▸ **Excerpted passage**:

===

[GitHub] [superset] Carla6-7 opened a new issue #18159: ## Preamble

GitBox Mon, 24 Jan 2022 21:51:33 -0800


Carla6-7 opened a new issue #18159:
URL: https://github.com/apache/superset/issues/18159



   ## Preamble
   
   This is the third part of my serie of design documentation on refactoring 
Kedro to make deployment easier:
   
   - The first part is described in the issue #770 and focuses on refactoring 
configuration to separate external and applicative configuration.
   - The second part is described in the issue #904 focuses on ``DataCatalog`` 
entries which have a compute/storage backend different than "python / in memory 
operations" (including SQl, Spark...). 
   - This third part focuses on the ability to modify the running logic at 
runtime, outside of the ``KedroSession``.
   
   ## Defining the feature: Modifying the running logic and distribute the 
modifier
   
   ### Current state of Kedro's extensibility
   
   There are currently several ways to extend Kedro natively, described 
hereafter:
   
   |What is extended|Use cases example|Kedro object|Registration|Popularity|
   |---|---|---|---|---|
   |Pipeline execution at runtime|-  change catalog entries on the fly (cache 
data, change git branch... <br /> - log data remotely (mlflow, neptune, dolt, 
store kedro-viz static files...) |Hooks (Pipeline, node)| - via an entrypoint 
<br /> -  OR manual declaration in settings.py|High: [a quick github 
search]((https://github.com/search?p=1&q=before_pipeline_run&type=Code)) shows 
that many users use hooks to add custom logic at runtime|
   |CLI command|- create a configuration file <br /> - profile a catalog entry 
<br /> - convert a kedro pipeline to an orchestrator <br /> - visualize the 
pipeline in a webrowser…|plugin click commands|- via an entrypoint|Medium: Seem 
to be a more adavced use mainly for plugin developpers|
   |Data sources connection|- Create a dataset which can connect to a new data 
source unsupported by kedro (GBQ, HDF, sklearn pipelines, Databrics, Stata, 
redis,…. are the most recent ones)|AbstractDataSet|As a module, which can be 
imported by its path in the DataCatalog|High: [a quick search in Kedro's past 
issues](https://github.com/quantumblacklabs/kedro/issues?q=is%3Aissue+dataset)

===

(Object point labels)
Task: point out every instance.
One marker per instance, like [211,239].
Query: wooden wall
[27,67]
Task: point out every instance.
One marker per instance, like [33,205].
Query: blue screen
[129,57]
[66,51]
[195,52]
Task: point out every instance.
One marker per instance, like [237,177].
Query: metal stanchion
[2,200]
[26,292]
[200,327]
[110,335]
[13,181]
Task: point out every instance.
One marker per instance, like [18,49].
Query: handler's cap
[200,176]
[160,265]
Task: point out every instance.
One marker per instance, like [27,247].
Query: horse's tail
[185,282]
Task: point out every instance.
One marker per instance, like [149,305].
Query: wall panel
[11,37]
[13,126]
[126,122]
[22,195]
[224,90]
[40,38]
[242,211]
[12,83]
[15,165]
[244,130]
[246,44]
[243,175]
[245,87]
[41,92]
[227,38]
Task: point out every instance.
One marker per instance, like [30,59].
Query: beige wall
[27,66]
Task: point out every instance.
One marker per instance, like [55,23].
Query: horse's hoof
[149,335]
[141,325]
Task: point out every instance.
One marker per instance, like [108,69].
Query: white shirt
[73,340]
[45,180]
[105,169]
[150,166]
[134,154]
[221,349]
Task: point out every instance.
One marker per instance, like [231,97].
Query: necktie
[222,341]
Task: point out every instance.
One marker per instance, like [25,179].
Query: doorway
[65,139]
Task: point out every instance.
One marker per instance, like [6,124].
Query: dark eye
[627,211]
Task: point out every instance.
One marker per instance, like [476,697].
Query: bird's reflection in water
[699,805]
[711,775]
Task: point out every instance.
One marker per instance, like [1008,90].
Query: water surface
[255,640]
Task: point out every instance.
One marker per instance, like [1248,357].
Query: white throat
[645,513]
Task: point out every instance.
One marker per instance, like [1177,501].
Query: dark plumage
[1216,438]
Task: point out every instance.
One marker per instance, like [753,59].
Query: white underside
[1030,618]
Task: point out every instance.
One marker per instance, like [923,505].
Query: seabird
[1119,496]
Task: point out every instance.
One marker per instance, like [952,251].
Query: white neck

===

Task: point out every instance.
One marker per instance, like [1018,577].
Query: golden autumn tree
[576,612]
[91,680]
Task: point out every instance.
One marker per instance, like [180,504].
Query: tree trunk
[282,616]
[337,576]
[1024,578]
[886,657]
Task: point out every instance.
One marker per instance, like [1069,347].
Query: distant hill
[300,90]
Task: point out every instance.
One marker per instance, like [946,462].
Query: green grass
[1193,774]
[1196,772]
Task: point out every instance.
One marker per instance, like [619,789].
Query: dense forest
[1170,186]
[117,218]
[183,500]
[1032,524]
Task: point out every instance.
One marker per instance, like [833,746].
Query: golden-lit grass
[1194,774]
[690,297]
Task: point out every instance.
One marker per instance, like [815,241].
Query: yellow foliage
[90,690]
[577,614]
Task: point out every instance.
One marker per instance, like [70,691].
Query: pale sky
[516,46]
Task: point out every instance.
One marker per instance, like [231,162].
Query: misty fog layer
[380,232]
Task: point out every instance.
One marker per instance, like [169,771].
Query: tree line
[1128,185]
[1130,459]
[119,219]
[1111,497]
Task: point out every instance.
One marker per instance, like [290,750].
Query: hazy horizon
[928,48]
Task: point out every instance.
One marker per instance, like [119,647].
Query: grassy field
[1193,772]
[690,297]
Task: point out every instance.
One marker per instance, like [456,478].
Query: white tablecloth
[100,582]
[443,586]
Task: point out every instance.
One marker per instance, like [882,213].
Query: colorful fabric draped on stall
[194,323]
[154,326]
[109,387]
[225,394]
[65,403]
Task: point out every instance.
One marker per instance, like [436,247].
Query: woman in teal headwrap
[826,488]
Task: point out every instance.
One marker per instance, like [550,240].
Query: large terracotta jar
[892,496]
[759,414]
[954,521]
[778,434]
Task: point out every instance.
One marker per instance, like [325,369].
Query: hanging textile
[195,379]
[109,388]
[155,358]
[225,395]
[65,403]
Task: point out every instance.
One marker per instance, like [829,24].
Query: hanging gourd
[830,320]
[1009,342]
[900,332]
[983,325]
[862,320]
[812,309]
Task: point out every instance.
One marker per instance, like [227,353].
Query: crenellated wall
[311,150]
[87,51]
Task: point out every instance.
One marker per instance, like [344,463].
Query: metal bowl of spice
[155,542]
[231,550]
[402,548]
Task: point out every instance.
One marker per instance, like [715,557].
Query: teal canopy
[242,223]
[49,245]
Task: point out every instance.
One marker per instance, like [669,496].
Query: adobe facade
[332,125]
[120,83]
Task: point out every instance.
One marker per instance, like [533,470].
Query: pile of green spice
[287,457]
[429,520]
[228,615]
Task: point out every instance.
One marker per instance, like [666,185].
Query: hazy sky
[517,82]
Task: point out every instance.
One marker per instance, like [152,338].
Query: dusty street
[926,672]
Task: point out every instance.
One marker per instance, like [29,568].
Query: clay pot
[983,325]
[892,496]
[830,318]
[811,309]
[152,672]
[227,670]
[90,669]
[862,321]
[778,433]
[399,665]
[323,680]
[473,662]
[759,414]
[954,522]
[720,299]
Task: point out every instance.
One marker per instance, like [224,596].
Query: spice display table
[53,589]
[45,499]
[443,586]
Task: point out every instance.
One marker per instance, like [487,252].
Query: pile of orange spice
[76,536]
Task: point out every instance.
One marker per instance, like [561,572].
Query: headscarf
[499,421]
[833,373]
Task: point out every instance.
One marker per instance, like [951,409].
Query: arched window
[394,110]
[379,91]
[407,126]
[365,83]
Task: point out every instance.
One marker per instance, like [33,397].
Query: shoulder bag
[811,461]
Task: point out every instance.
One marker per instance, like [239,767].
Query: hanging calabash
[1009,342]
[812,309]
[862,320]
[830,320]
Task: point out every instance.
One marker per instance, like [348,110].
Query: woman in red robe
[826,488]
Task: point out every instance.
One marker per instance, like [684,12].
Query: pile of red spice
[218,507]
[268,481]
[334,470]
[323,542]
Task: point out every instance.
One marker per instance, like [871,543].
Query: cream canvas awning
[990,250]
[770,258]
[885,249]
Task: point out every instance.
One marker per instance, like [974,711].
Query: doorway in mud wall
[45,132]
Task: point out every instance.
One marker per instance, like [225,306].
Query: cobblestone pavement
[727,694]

===

▸ **Task set**:
A: In the Kedro refactoring issue, which issue number describes the first part of the series?
B: Pick up the Kedro refactoring issue from the point where it stops.
These records were taken from a separate source.

▸ **Answers given**:
A: Issue #770.

B:
shows that it is very common request for users who need to connect to specific 
data sources|
   
   ### Use cases not covered by previous mechanisms
   
   However, I've encountered a bunch of use case where people want to extend 
the **running logic** (=how to run the pipeline) rather than of the execution 
logic (=how the pipeline behaves during runtime, which is achieved by hooks). 
Some examples includes: 
   1. Running the entire pipeline several times (e.g. with different set of 
parameters for hyperparameters tuning 
(https://github.com/quantumblacklabs/kedro/issues/282#issuecomment-768111744, 
https://github.com/quantumblacklabs/kedro/discussions/948,https://github.com/Galileo-Galilei/kedro-mlflow/issues/246))
   2. Prepare a conda environment in a different pid before running the 
pipeline to ensure environment consistency (this is very similar to what 
"mlflow projects" do)
   3. Perfoms "CI-like checks" (lint...) before running the pipeline, 
especially when you launch a very long pipeline (this is very similar to what 
"mlflow projects" do)
   4. Force commiting unstaged changes to ensure reproducibility (this is very 
similar to what "mlflow projects" do)
   5. Once the pipeline has finished running, expose it as an API (this could 
be a conveinent way to serve a Kedro Pipeline)
   6. If we offer the community the ability to distribute such changes, I'm 
pretty sure other use cases will arise 😃 
   
   These are **real life use-cases which cannot be achieved by hooks because we 
want to perform operations outside of a ``KedroSession``**.
   
   ### Current workaround pros and cons analysis 
   
   Actually, I can think of two ways to achieve previous use cases in Kedro:
   - override the `cli.py:run` commmand at the project level (or in a plugin) 
with custom logic
   - create a custom runner inheriting from ``AbstractRunner`` which contains 
the execution logic and manually inject it in your ``cli.py`` at the project 
level.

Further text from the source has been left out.